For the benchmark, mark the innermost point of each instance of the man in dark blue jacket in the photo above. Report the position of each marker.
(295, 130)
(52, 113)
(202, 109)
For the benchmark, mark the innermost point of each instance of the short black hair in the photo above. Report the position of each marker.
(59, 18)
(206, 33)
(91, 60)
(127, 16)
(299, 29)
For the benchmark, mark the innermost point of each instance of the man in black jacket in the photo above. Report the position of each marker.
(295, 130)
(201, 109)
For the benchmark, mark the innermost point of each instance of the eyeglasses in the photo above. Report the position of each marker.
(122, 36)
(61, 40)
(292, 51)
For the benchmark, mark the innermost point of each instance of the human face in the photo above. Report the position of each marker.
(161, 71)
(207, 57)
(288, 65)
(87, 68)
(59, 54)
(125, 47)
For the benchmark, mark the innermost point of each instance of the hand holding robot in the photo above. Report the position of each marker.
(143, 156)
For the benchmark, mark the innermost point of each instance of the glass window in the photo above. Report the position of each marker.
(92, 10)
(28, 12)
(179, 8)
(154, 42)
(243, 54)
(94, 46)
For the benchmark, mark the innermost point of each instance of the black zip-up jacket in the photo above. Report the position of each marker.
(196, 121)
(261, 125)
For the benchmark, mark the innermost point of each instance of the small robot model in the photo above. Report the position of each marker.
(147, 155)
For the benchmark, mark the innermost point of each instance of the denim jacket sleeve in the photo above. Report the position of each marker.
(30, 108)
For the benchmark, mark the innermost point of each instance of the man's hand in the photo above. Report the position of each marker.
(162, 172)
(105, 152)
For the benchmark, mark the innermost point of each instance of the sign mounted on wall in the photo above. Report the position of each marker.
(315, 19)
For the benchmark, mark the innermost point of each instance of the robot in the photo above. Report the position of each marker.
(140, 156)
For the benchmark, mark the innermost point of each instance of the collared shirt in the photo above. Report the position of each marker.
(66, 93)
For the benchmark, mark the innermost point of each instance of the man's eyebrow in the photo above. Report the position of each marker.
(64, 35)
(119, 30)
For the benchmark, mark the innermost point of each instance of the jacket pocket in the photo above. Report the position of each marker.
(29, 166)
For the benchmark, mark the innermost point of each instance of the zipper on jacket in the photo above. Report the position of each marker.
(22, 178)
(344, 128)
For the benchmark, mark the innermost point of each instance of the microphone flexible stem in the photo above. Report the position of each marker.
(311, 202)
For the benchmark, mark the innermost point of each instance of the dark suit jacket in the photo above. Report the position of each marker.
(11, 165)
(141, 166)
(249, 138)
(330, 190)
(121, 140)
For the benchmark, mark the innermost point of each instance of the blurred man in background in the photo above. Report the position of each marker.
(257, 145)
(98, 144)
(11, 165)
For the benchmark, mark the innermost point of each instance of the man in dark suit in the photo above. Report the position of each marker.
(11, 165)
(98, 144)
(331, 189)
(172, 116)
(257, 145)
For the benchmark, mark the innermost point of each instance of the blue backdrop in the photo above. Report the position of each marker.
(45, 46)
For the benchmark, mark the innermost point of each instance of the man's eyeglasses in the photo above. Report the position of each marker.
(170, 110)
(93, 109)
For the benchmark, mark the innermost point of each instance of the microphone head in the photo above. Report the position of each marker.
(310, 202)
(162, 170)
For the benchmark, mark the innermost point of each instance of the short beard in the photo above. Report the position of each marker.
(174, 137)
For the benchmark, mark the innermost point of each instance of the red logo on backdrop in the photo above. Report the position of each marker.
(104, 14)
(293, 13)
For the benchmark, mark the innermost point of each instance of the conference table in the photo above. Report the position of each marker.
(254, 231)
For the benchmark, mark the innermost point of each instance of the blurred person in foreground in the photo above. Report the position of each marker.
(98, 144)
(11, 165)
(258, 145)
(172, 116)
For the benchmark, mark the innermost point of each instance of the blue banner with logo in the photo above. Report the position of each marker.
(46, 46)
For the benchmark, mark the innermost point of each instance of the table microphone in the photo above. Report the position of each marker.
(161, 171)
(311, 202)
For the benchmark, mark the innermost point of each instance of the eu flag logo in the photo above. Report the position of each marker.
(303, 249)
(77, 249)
...
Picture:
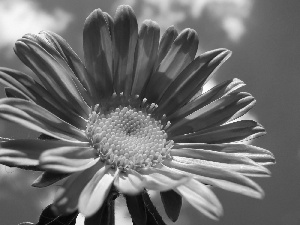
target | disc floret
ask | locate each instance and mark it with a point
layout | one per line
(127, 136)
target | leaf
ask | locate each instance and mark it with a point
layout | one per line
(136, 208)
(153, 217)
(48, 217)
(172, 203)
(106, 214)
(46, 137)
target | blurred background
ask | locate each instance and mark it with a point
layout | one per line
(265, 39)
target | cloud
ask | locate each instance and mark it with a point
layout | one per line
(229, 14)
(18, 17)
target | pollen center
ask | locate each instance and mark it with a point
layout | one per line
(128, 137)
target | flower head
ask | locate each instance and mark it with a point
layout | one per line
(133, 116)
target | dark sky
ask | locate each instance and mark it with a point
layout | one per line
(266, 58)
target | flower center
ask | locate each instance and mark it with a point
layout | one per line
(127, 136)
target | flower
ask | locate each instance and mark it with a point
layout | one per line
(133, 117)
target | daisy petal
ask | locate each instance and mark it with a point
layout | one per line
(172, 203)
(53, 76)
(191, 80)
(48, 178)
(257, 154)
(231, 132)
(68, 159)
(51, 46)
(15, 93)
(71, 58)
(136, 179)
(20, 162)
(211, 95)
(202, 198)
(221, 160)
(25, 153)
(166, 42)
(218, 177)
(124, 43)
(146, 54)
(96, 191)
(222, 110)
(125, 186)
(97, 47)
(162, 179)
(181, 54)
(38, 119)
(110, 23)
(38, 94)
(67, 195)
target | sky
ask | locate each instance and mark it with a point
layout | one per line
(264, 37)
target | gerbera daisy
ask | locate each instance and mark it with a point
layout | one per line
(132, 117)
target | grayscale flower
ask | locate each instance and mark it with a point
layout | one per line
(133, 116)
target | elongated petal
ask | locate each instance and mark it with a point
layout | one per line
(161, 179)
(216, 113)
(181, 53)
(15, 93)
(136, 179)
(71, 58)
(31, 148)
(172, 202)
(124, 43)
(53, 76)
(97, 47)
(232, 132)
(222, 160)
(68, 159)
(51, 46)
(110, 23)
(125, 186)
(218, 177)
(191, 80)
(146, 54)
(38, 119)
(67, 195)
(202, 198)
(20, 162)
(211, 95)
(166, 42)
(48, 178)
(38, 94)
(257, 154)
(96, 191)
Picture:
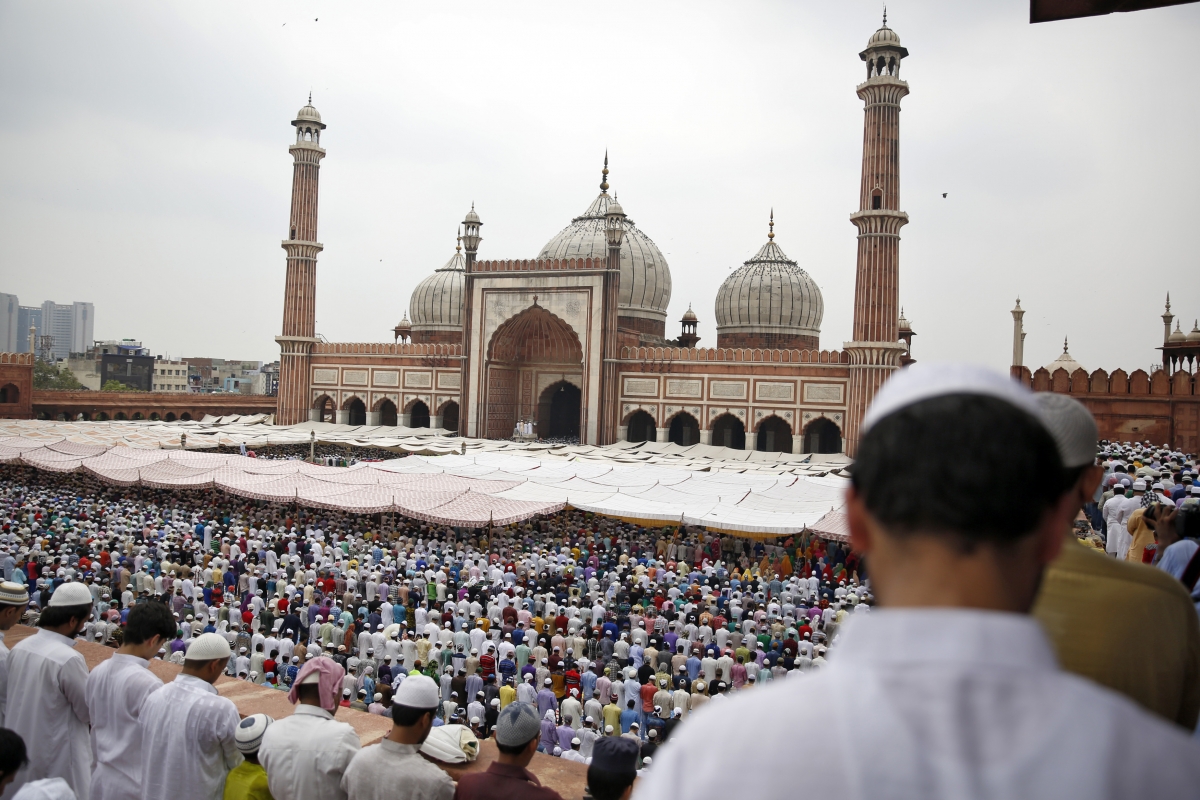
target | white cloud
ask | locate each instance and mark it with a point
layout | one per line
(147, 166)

What you will do:
Count the lines of the data above that contain the string "backdrop" with matching case. Reply with the number only.

Finished answer:
2